* Ejercicio planteado A: En el fragmento sobre Rafael Martos, ¿dónde quedaba la academia en la que lo inscribió su madre?
* Ejercicio planteado B: Sigue escribiendo el fragmento sobre Rafael Martos a partir de su última oración.

* Fragmento del documento:
-=-=-
Para Rafael Martos, al igual que para todos, la transición entre la infancia y la adolescencia fue una etapa crucial de búsqueda personal y transformación. El pequeño Falín dejó atrás la inocencia infantil para convertirse en un joven que exploraba su lugar en el mundo.
Estos años críticos abarcan aproximadamente entre 1953 y 1959. Rafael abandonó la escolanía y el colegio de San Antonio cuando tenía unos diez años, y su madre, decidida a que continuara con sus estudios, lo inscribió en una academia ubicada en la glorieta de Cuatro Caminos. Durante un tiempo más, su vida giró alrededor del barrio donde se establecieron al llegar a Madrid.
Sin embargo, los años siguientes fueron tumultuosos; pareciera que los acontecimientos se precipitaron uno tras otro y todos a la vez. Los recuerdos acumulan datos, sensaciones, aventuras y aprendizajes; pero a menudo se desordenan con el paso del tiempo. Resulta difícil precisar cuántos años tenía Rafael cuando pasó un verano cuidando un puesto de melones; o cuándo empezó a asistir con su padre al estadio Metropolitano —el Vicente Calderón aún no existía— para seguir los partidos del Atlético de Madrid; o el momento exacto en que su madre comenzó a darle unas monedas para ir al cine los domingos y cómo ese sencillo gesto derivó en una pasión casi clandestina que lo llevó a colarse en las sesiones vespertinas de las salas cercanas a su hogar para admirar con fascinación la pantalla grande. Tampoco queda claro cuándo esa afición al cine se transformó en un deseo por acercarse al centro de la ciudad y entrar sin pagar en los teatros; o qué año fue aquel en el que él y su familia sufrieron un desahucio que los dejó literalmente en la calle.
-=-=-
* Material proporcionado:
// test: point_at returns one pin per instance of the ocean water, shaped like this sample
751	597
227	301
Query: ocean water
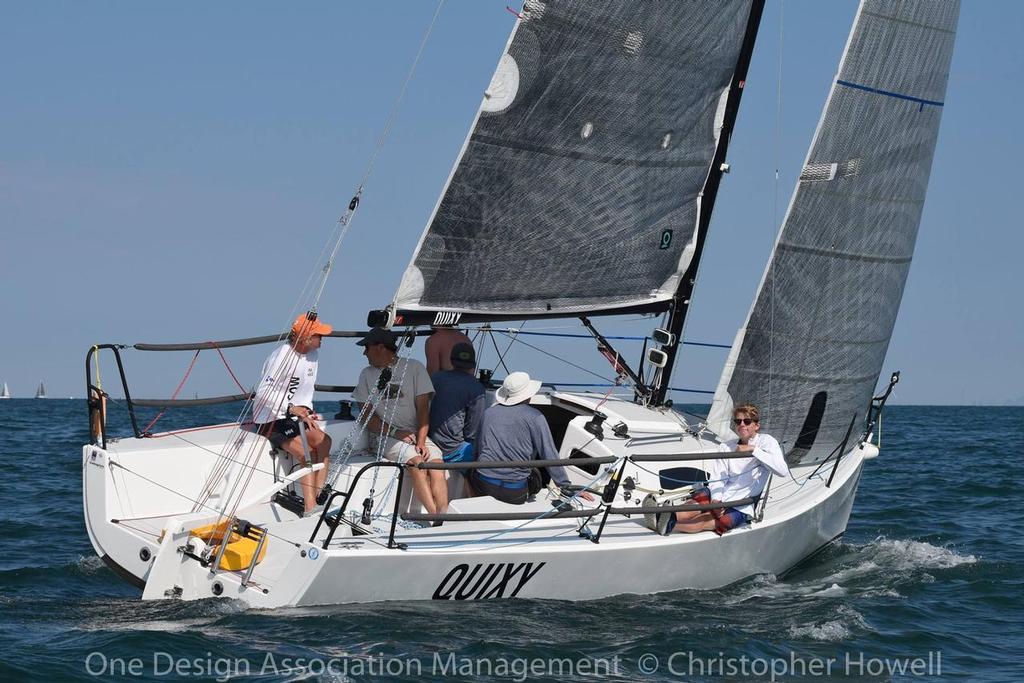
928	580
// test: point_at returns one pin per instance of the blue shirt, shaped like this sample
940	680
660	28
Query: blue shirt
514	433
457	409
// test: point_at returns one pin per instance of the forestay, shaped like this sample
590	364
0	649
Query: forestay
814	341
578	187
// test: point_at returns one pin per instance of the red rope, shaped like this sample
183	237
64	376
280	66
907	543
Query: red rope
229	371
175	394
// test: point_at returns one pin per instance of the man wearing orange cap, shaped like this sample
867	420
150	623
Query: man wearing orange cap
285	397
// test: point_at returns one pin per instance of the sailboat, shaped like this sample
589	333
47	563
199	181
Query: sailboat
585	189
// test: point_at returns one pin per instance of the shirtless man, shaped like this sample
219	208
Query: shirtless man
438	347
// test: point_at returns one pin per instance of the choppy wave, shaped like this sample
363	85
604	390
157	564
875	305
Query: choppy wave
897	583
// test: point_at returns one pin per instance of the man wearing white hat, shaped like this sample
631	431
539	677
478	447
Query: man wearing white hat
514	430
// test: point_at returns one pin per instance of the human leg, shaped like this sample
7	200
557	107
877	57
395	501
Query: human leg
406	454
320	447
694	521
293	446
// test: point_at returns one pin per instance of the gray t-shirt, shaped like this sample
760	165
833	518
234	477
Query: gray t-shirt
517	432
457	410
396	406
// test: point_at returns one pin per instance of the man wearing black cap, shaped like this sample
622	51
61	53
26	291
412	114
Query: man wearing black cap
400	416
457	410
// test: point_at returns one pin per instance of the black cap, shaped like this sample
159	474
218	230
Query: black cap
379	336
463	356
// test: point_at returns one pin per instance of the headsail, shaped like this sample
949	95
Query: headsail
578	188
815	339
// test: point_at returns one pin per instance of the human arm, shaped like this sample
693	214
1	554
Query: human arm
768	452
422	421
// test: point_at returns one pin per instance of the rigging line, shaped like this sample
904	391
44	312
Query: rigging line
774	220
567	363
175	394
401	94
571	501
232	442
501	355
228	367
192	500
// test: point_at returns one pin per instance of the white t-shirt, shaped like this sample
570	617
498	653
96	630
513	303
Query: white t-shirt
288	379
736	478
396	404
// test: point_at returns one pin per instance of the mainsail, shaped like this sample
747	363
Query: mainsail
579	187
814	341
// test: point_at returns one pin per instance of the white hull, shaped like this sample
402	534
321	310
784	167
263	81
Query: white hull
130	482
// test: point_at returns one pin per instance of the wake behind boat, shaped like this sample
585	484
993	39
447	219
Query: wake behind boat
584	189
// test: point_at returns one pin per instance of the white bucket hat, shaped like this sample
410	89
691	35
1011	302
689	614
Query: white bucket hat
516	388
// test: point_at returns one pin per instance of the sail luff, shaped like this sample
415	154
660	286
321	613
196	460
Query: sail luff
440	197
813	342
577	189
706	202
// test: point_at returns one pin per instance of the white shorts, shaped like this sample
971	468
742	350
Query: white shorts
400	452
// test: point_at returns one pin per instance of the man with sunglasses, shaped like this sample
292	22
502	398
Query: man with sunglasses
732	478
400	418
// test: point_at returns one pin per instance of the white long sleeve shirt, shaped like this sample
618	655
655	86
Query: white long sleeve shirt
736	478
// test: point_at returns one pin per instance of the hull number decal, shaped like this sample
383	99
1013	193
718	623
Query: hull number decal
480	582
448	317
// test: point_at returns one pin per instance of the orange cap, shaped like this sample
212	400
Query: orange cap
303	327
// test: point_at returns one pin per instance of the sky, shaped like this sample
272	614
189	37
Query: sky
170	173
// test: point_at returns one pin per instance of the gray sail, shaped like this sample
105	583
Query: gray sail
813	344
579	185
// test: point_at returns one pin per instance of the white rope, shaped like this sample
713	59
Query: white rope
774	219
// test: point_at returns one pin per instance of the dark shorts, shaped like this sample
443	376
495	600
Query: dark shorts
514	493
730	519
280	431
725	519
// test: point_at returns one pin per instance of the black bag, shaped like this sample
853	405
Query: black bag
535	481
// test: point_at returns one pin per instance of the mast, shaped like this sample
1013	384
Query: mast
681	301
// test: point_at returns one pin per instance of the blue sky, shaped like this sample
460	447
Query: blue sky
170	173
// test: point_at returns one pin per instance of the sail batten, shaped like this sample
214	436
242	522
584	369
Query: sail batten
579	187
840	263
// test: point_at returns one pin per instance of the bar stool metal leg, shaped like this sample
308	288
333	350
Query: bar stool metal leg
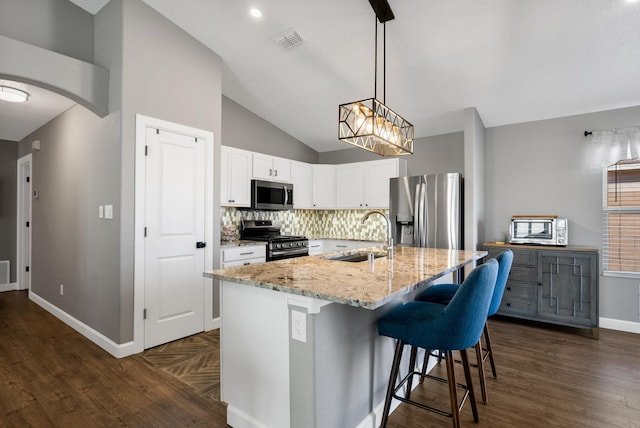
-=-=-
* Resultado final A: En la glorieta de Cuatro Caminos.

* Resultado final B:
Aunque conocer el orden exacto de los eventos puede ser complejo, a veces no resulta imprescindible saber qué ocurrió antes y qué después. Lo importante es tratar de poner algo de orden en este relato.
Aprendiz de sastre
Durante esta etapa, Rafael se vio envuelto en diversas experiencias que moldearon tanto su carácter como su capacidad de adaptarse a las circunstancias. Abandonó sus estudios seculares a los trece años tras completar tres cursos en la academia de bachillerato elemental de Cuatro Caminos. Con esto se puso fin a su formación académica formal y cerró definitivamente el capítulo escolar de su vida.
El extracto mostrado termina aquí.